--- START ---
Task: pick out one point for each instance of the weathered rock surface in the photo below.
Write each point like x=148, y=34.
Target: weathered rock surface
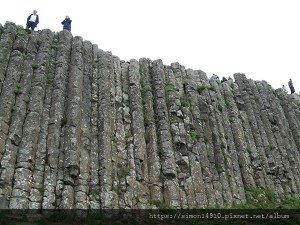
x=82, y=129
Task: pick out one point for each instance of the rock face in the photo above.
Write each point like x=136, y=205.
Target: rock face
x=81, y=129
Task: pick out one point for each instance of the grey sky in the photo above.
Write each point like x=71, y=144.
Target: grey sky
x=257, y=37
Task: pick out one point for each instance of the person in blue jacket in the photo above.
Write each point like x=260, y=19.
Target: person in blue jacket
x=32, y=20
x=67, y=23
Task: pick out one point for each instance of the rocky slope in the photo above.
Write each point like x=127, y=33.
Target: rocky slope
x=80, y=128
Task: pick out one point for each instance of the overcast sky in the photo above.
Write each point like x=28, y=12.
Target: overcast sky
x=260, y=38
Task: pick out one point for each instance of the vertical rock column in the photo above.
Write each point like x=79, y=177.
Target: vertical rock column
x=173, y=190
x=208, y=159
x=94, y=186
x=250, y=123
x=138, y=129
x=286, y=115
x=6, y=42
x=56, y=122
x=72, y=143
x=31, y=128
x=105, y=154
x=222, y=156
x=273, y=118
x=162, y=121
x=119, y=184
x=13, y=109
x=127, y=173
x=38, y=189
x=194, y=184
x=154, y=166
x=82, y=183
x=139, y=189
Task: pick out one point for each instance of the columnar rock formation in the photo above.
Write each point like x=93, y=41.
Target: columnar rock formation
x=80, y=128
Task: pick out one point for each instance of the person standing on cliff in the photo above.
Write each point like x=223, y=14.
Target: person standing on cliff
x=290, y=83
x=32, y=20
x=67, y=23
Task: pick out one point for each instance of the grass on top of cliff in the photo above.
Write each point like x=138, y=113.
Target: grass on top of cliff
x=259, y=198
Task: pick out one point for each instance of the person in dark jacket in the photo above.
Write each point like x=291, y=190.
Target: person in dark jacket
x=32, y=20
x=67, y=23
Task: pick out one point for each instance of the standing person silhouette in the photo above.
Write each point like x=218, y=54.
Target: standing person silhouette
x=290, y=83
x=67, y=23
x=32, y=20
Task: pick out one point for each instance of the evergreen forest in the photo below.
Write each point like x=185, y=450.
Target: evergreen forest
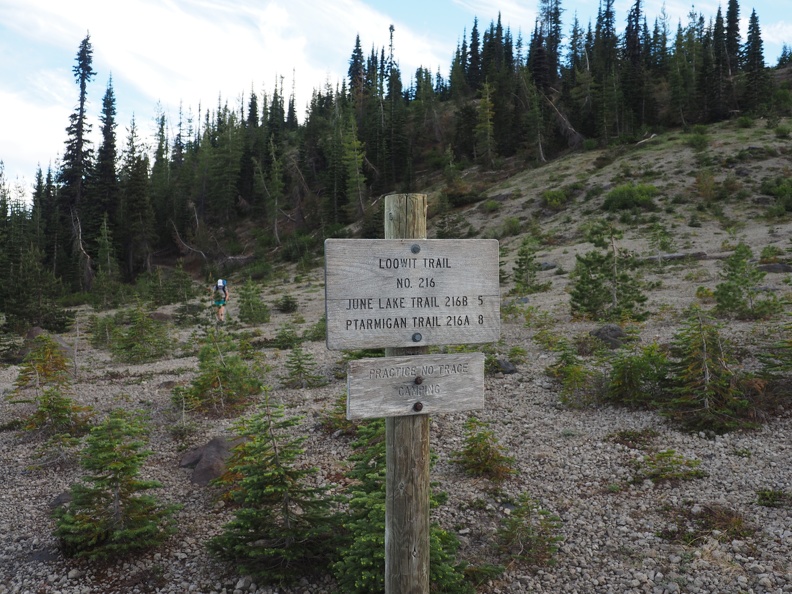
x=246, y=182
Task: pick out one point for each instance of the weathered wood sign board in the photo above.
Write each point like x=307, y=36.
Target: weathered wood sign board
x=411, y=292
x=420, y=384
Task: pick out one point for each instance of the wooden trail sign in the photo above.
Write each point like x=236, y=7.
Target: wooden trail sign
x=411, y=292
x=405, y=293
x=421, y=384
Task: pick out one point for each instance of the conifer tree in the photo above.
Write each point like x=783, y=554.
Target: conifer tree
x=353, y=156
x=360, y=568
x=105, y=190
x=76, y=164
x=106, y=290
x=472, y=60
x=110, y=515
x=284, y=528
x=733, y=36
x=706, y=394
x=37, y=305
x=137, y=215
x=603, y=287
x=485, y=132
x=756, y=76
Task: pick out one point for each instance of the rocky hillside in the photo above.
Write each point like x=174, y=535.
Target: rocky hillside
x=643, y=504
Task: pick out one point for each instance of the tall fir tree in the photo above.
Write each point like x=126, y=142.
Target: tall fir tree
x=733, y=36
x=75, y=172
x=137, y=215
x=105, y=188
x=757, y=78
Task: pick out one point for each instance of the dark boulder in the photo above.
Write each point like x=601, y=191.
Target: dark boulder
x=209, y=461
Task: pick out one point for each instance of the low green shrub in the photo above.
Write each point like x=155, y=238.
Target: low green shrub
x=287, y=304
x=554, y=199
x=252, y=309
x=110, y=515
x=631, y=196
x=224, y=383
x=482, y=455
x=301, y=370
x=284, y=527
x=529, y=535
x=665, y=466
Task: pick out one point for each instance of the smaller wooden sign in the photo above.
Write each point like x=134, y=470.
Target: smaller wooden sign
x=418, y=384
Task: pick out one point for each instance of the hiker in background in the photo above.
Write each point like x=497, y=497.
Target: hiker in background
x=220, y=297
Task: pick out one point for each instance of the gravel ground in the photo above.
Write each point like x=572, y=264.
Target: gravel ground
x=566, y=460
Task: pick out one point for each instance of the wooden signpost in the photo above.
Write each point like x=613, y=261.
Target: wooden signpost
x=405, y=293
x=423, y=384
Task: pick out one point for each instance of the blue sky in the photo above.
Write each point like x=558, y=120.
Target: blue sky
x=161, y=53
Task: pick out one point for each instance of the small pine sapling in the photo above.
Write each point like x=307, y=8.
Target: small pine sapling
x=287, y=304
x=706, y=393
x=525, y=270
x=110, y=515
x=44, y=365
x=45, y=369
x=301, y=368
x=142, y=340
x=603, y=285
x=638, y=378
x=360, y=568
x=284, y=528
x=529, y=535
x=739, y=293
x=225, y=382
x=482, y=455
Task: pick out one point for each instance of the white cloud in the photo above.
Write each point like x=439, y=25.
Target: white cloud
x=778, y=33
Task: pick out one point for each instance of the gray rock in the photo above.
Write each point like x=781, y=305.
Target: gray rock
x=506, y=367
x=775, y=267
x=61, y=499
x=209, y=461
x=611, y=334
x=65, y=348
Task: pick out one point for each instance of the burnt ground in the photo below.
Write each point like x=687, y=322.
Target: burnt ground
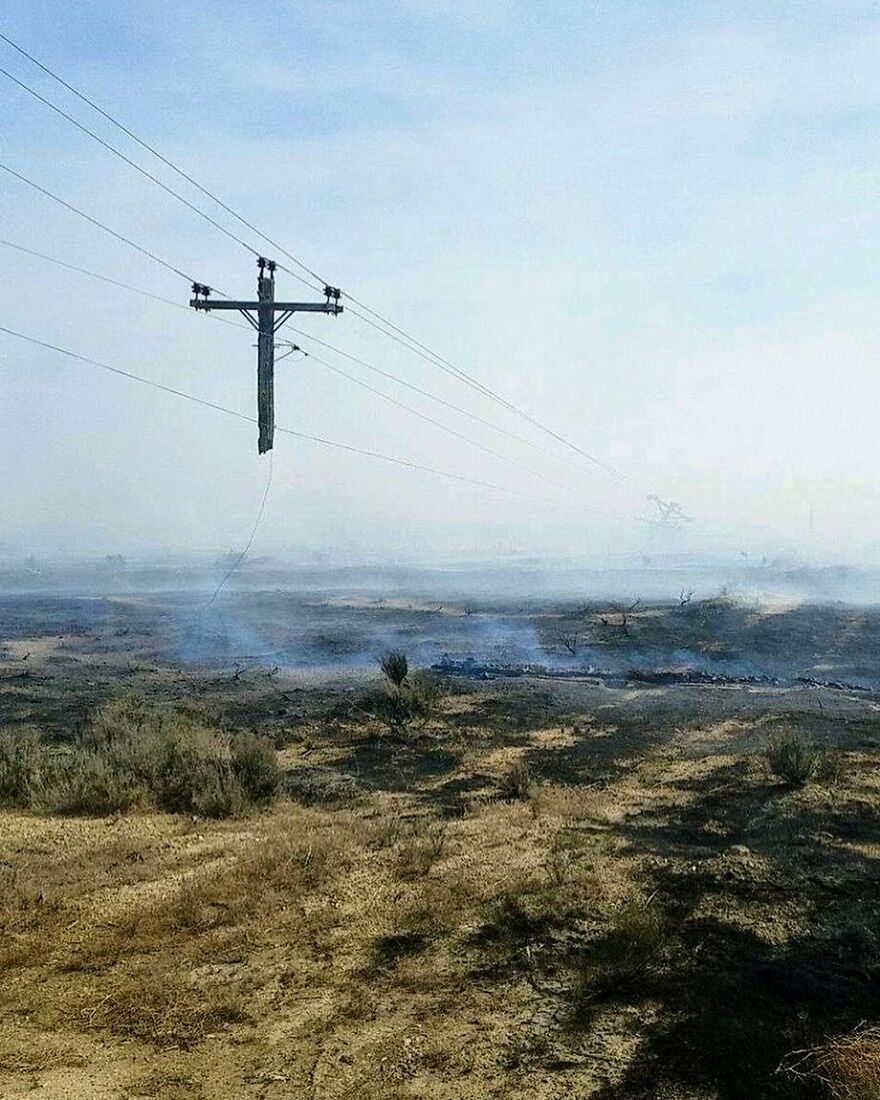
x=442, y=934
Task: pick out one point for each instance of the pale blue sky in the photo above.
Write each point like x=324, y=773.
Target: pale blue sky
x=651, y=224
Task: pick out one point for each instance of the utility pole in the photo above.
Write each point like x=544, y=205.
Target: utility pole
x=266, y=326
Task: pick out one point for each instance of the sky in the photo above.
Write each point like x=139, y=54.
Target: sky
x=649, y=226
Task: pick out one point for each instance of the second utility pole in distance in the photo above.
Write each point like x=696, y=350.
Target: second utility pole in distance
x=266, y=327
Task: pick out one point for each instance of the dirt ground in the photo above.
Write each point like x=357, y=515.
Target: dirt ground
x=550, y=889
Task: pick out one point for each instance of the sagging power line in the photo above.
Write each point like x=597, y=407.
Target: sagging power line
x=338, y=444
x=336, y=370
x=262, y=316
x=359, y=309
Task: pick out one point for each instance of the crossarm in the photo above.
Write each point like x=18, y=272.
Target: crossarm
x=285, y=307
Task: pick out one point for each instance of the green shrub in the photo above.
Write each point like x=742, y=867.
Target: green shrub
x=255, y=766
x=394, y=667
x=624, y=958
x=134, y=755
x=21, y=766
x=793, y=758
x=516, y=784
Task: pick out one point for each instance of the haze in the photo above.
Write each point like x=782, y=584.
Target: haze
x=649, y=224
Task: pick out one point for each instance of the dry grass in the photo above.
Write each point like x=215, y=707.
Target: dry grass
x=848, y=1066
x=157, y=1005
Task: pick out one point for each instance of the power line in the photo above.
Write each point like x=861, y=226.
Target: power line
x=95, y=221
x=250, y=541
x=387, y=374
x=287, y=431
x=389, y=329
x=155, y=152
x=437, y=424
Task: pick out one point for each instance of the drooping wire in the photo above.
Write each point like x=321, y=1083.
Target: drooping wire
x=99, y=224
x=381, y=323
x=437, y=424
x=316, y=359
x=364, y=452
x=234, y=567
x=157, y=154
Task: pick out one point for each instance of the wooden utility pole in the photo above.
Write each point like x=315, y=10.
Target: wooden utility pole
x=266, y=326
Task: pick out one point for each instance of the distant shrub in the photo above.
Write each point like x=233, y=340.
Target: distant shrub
x=394, y=667
x=421, y=846
x=793, y=758
x=21, y=766
x=516, y=784
x=255, y=767
x=400, y=704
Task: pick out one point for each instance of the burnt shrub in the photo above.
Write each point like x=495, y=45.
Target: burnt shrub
x=21, y=766
x=255, y=767
x=793, y=758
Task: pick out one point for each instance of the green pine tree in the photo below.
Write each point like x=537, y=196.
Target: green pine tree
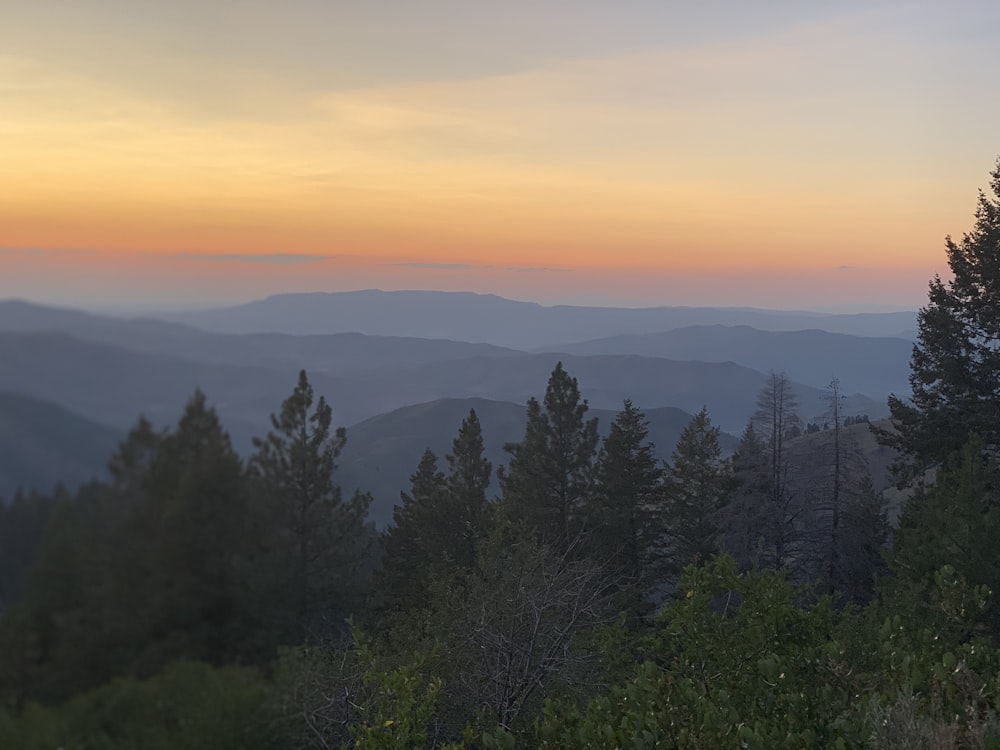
x=318, y=541
x=621, y=518
x=955, y=367
x=696, y=488
x=551, y=470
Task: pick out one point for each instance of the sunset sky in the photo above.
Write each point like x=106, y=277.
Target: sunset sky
x=794, y=154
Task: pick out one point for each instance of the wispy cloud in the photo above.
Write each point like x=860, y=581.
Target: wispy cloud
x=281, y=259
x=537, y=269
x=440, y=266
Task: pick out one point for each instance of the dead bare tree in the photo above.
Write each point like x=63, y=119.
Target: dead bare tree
x=532, y=601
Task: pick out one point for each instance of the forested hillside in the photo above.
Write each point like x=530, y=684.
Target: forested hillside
x=572, y=590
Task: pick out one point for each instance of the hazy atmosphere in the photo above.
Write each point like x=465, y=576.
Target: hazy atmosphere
x=777, y=154
x=499, y=376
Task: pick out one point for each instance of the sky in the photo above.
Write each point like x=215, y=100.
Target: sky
x=783, y=154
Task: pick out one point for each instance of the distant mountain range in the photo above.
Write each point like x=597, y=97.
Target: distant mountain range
x=42, y=443
x=106, y=371
x=863, y=364
x=382, y=452
x=520, y=325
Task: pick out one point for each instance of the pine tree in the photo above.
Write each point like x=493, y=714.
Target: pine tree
x=777, y=422
x=408, y=545
x=320, y=540
x=745, y=520
x=551, y=470
x=955, y=523
x=468, y=478
x=620, y=515
x=196, y=517
x=955, y=366
x=696, y=488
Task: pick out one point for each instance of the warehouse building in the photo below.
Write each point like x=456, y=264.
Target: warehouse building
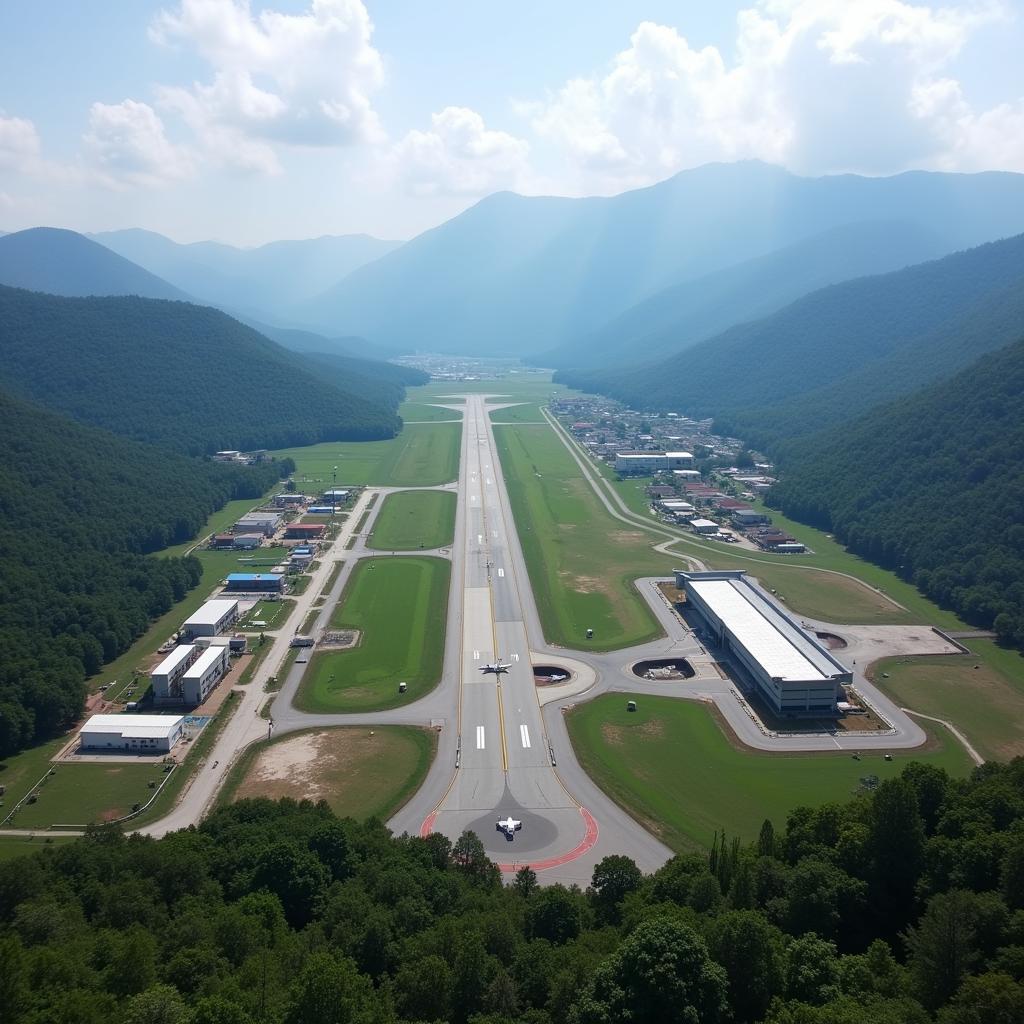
--- END ---
> WHAT THE EXERCISE ASKS
In the records above, collect each line with "warehouse".

> WRITTEN SOLUTION
Task: pick out one point for each instance of the warehouse building in the photo below.
Target: warehouse building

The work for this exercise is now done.